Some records
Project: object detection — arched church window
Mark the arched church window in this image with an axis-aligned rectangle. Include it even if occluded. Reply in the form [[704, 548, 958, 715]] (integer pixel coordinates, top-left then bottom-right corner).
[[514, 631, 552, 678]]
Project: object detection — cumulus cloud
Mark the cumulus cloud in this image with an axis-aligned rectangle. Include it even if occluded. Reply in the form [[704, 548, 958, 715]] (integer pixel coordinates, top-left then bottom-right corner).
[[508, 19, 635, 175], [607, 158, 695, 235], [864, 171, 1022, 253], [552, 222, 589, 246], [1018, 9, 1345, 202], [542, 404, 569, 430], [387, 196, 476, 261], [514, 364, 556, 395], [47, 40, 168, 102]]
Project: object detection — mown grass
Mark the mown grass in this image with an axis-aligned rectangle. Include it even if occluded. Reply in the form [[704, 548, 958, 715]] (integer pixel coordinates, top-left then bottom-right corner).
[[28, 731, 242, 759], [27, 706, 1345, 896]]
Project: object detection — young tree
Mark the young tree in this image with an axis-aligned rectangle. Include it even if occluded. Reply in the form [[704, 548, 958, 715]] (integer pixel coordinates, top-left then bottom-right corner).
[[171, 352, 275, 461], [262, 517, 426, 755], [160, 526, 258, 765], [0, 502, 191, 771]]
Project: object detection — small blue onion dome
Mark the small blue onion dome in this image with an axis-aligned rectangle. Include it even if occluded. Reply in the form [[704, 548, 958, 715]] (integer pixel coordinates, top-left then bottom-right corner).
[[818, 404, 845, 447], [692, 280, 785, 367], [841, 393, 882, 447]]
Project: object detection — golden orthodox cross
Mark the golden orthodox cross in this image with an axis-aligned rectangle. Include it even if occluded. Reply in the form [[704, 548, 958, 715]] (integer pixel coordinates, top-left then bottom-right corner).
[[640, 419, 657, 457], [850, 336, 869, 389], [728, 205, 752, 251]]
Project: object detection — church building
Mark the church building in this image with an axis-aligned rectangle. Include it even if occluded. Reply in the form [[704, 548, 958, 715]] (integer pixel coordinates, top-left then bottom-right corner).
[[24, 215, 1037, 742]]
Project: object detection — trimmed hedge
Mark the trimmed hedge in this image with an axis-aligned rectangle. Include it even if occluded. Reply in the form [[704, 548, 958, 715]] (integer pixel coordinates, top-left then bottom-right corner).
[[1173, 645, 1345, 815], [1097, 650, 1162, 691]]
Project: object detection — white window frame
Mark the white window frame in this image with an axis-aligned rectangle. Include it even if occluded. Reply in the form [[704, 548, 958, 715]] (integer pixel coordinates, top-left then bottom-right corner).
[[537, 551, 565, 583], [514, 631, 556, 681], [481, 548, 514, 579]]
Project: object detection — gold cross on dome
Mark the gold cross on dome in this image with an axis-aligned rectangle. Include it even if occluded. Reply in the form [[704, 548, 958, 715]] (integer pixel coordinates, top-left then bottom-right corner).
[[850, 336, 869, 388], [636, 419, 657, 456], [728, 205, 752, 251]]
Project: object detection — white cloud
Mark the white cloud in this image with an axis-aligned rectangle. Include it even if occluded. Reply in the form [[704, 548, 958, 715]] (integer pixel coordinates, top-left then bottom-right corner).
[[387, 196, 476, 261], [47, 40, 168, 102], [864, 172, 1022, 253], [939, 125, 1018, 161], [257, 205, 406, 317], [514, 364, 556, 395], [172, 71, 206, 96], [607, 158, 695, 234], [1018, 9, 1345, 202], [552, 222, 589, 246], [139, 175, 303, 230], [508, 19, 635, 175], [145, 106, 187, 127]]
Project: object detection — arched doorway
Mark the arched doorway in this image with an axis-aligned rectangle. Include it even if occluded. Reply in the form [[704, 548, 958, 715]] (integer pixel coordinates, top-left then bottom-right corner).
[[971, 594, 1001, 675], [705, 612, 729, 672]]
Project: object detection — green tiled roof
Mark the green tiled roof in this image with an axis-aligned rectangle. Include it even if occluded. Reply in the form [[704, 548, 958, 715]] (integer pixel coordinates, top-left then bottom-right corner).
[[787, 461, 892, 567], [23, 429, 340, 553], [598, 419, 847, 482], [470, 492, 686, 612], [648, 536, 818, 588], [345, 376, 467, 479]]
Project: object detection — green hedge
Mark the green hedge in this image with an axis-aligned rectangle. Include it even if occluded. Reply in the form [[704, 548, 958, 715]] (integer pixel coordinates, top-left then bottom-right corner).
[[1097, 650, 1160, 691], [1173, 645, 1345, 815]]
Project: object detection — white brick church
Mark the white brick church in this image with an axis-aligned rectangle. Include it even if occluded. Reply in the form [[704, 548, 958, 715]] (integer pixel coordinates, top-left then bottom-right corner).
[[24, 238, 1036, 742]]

...

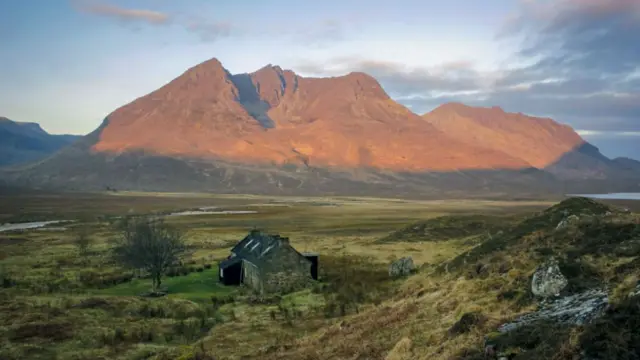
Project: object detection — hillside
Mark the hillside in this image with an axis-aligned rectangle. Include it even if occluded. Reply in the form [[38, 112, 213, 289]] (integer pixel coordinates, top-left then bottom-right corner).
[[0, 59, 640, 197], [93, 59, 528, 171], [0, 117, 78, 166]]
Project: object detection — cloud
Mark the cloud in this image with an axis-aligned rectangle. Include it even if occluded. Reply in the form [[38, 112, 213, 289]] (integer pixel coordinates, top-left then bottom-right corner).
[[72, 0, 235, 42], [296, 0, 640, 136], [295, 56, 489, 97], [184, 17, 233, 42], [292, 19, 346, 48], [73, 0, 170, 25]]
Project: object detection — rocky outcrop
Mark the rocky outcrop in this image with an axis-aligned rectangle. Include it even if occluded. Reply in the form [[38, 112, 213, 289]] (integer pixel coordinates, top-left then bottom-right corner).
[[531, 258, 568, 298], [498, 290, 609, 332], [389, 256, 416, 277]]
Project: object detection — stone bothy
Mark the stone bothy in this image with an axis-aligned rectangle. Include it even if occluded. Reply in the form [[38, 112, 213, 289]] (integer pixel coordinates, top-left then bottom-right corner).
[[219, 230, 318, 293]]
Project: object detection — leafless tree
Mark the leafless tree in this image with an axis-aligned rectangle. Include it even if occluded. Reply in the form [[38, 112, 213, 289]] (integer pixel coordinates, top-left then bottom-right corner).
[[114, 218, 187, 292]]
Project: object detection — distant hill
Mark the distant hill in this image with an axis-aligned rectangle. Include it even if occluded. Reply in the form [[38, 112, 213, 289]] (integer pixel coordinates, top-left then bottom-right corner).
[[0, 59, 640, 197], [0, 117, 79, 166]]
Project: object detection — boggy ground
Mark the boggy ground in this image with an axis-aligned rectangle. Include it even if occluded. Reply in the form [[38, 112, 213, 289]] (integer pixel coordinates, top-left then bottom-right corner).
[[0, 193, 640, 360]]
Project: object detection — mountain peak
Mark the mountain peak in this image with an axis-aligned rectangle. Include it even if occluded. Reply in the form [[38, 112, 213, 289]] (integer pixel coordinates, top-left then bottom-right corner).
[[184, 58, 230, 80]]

* * *

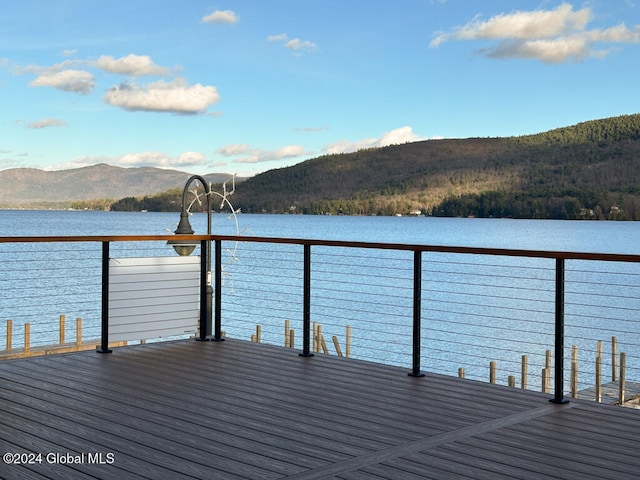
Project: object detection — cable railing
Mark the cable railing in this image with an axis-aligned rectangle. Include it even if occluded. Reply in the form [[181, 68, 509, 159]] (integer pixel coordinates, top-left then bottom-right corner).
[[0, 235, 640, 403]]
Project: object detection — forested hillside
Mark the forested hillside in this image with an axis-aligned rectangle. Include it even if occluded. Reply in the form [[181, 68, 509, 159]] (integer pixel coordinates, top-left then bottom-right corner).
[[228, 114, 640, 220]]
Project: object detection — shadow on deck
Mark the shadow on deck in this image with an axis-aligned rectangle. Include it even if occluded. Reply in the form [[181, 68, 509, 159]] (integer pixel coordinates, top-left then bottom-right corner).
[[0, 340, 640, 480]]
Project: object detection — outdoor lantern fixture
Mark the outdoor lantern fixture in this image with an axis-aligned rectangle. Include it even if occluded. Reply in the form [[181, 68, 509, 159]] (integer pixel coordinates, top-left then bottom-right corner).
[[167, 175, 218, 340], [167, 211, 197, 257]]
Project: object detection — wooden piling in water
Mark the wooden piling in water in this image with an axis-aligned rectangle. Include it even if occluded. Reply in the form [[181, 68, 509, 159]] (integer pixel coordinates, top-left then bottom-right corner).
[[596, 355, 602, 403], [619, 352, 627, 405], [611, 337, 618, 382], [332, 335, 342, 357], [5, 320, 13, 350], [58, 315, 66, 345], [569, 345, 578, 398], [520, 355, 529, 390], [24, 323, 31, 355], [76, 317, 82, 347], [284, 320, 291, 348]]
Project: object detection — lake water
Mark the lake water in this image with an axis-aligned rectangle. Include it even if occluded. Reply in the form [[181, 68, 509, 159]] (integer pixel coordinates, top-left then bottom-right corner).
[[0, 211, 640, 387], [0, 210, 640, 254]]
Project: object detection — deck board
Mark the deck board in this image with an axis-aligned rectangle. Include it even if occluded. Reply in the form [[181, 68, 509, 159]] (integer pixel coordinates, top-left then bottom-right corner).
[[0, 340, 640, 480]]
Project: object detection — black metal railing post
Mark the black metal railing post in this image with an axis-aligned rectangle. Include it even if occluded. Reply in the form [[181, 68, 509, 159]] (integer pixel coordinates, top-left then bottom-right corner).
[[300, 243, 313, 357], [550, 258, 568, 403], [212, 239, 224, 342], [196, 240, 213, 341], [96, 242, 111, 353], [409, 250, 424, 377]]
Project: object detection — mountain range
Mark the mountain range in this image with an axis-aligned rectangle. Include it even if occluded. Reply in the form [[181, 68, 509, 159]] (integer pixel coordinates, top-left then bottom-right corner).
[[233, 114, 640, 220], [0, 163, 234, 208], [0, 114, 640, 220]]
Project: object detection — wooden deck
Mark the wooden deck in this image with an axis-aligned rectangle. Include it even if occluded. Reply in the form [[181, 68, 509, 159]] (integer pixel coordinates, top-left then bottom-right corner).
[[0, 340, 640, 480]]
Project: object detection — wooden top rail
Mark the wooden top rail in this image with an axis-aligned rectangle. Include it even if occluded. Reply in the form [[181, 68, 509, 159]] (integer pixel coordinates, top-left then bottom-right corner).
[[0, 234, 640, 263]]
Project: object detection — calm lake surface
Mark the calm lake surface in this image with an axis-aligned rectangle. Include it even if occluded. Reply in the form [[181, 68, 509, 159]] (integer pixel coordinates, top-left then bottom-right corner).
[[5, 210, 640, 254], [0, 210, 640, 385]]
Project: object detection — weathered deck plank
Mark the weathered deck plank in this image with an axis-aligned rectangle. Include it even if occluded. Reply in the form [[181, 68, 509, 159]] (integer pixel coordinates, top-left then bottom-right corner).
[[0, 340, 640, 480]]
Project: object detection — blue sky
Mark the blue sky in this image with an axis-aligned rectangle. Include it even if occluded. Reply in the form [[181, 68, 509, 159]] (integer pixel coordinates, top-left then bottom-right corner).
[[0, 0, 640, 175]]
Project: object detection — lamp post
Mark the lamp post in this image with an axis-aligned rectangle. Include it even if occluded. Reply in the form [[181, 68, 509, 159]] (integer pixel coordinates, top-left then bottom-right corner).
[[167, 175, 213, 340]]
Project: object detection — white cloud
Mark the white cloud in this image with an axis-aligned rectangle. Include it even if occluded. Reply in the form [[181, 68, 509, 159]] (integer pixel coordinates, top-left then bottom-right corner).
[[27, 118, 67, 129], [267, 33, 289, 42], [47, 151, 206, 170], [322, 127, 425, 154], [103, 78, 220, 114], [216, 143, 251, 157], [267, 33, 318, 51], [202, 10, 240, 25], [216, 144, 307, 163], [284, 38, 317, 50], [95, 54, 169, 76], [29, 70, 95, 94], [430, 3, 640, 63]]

Exercise details:
Extract and repeat without change the run of lines that begins with the line containing "Project: object detection — wooden top rail" and ends with the line containing "[[167, 175, 213, 340]]", both of those included.

Task solution:
Project: object detection — wooden top rail
Mark the wooden top rail in this image with an axis-aligned rectangle. Include it even if occluded. Reply in the form [[181, 68, 509, 159]] (integer pixel coordinates, top-left then bottom-right corner).
[[0, 234, 640, 263]]
Project: object detection — calm lake surface
Mark the calm lake surface in this image with an axis-aligned rectangle. Include it even if occluded. Reply in the form [[181, 68, 509, 159]] (integer pixel coordinates, top-left then bottom-right corner).
[[5, 210, 640, 254], [0, 210, 640, 385]]
Project: object detection — weathered deck plank
Mark the weathered deck plank in this image with an axis-aligned rectangle. Include it even if occluded. Reply in the form [[181, 68, 509, 159]] (integer pixel coordinates, top-left then bottom-right corner).
[[0, 340, 640, 480]]
Project: object detection — blue sky
Mark the blue sky in this image with an axis-aligned rectangle. Include it even if occluded. Reply in the form [[181, 68, 509, 159]] (integer pixel coordinates, top-left then bottom-right corner).
[[0, 0, 640, 175]]
Project: object detection — lamp post
Mark the lamp post in this image with an axis-aligned rectangle. Include it even if occluded. Reply in the form [[181, 68, 509, 159]] (integer pixel coordinates, top-left then bottom-right corner).
[[167, 175, 213, 340]]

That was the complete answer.